→ **Text segment**:
——————
Not Paying Bills, Staying Friends?

The number of companies overdue on bills has risen by 50 percent, one estimate finds. Will business relationships become another victim of the pandemic?

The caller may try to strike a tone as corporately and politely as possible. But the gist still smacks of a mob enforcer: You owe me money. When are you paying me?

With the pandemic continuing its brutal assault on top-line revenues, companies across the globe are finding themselves in the awkward position of not paying up on bills with business partners and vendors alike—and not promising when they will. The hope, of course, is that the delinquency ends as soon as the pandemic fades, but that’s still tough on the partners and contractors, which have their own bills to pay.

The financial impact is starting to make itself known. As the quarterly earnings season wraps up, publicly traded companies from paint manufacturers to entertainment powerhouses have set aside hundreds of millions of dollars more for uncollectible bills. But while they may have set aside the money, there are thousands of conversations daily trying to work out payment. How those talks go likely will determine not only when the bills are paid but whether the companies will do business together in the future. “It’s a test of how strategic your business relationship is,” says Nathan Blain, Korn Ferry’s global solution leader of organizational strategy.
——————
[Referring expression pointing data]
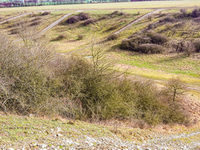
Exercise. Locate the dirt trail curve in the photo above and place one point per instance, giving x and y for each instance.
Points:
(56, 23)
(138, 20)
(13, 18)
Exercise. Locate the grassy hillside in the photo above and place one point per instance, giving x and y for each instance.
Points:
(123, 5)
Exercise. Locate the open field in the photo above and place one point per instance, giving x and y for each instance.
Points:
(123, 5)
(95, 27)
(151, 66)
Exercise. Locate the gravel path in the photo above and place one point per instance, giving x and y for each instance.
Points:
(189, 141)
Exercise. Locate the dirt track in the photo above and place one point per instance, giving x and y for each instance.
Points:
(13, 18)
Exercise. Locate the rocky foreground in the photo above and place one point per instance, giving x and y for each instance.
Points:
(39, 133)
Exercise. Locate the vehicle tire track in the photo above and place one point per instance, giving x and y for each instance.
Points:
(55, 23)
(13, 18)
(120, 30)
(137, 20)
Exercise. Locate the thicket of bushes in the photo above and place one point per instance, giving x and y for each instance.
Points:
(150, 43)
(35, 80)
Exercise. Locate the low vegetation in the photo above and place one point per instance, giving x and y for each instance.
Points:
(35, 80)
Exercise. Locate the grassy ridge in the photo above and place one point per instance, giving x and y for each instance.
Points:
(132, 5)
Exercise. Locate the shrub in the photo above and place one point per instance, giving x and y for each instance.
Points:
(174, 89)
(83, 16)
(150, 49)
(58, 38)
(71, 20)
(157, 38)
(168, 19)
(112, 37)
(88, 22)
(133, 42)
(34, 80)
(24, 70)
(197, 45)
(183, 13)
(186, 46)
(195, 13)
(80, 37)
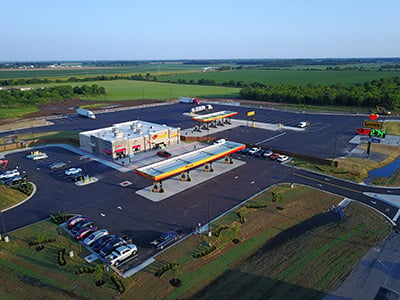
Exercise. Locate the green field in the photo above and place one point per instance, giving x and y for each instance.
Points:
(134, 90)
(277, 77)
(142, 68)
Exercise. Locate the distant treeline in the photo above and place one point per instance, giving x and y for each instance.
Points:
(264, 62)
(12, 82)
(383, 92)
(15, 98)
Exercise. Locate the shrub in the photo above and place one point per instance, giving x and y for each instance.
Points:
(218, 231)
(118, 283)
(241, 217)
(204, 251)
(61, 259)
(60, 217)
(256, 206)
(84, 270)
(165, 268)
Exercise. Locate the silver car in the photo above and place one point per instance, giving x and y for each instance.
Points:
(94, 236)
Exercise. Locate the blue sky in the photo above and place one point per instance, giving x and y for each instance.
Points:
(189, 29)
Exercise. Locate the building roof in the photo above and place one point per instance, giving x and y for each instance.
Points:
(187, 161)
(215, 116)
(126, 130)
——————
→ **Assigned task A**: Duplicate everything from "Not Paying Bills, Staying" down to "of the pandemic?" in the article on unpaid bills.
→ **Assigned task B**: List every sentence in the article on unpaid bills, including its headline, that ends with a question mark.
→ **Assigned task C**:
Answer these questions using the article on unpaid bills:
(i) By how much has the number of companies overdue on bills risen, according to one estimate?
(ii) How much more have publicly traded companies set aside for uncollectible bills?
(iii) What position does Nathan Blain hold?

→ **Task response A**:
Not Paying Bills, Staying Friends?

The number of companies overdue on bills has risen by 50 percent, one estimate finds. Will business relationships become another victim of the pandemic?

→ **Task response B**:
Not Paying Bills, Staying Friends?
Will business relationships become another victim of the pandemic?
When are you paying me?

→ **Task response C**:
(i) By 50 percent.
(ii) Hundreds of millions of dollars more.
(iii) Korn Ferry's global solution leader of organizational strategy.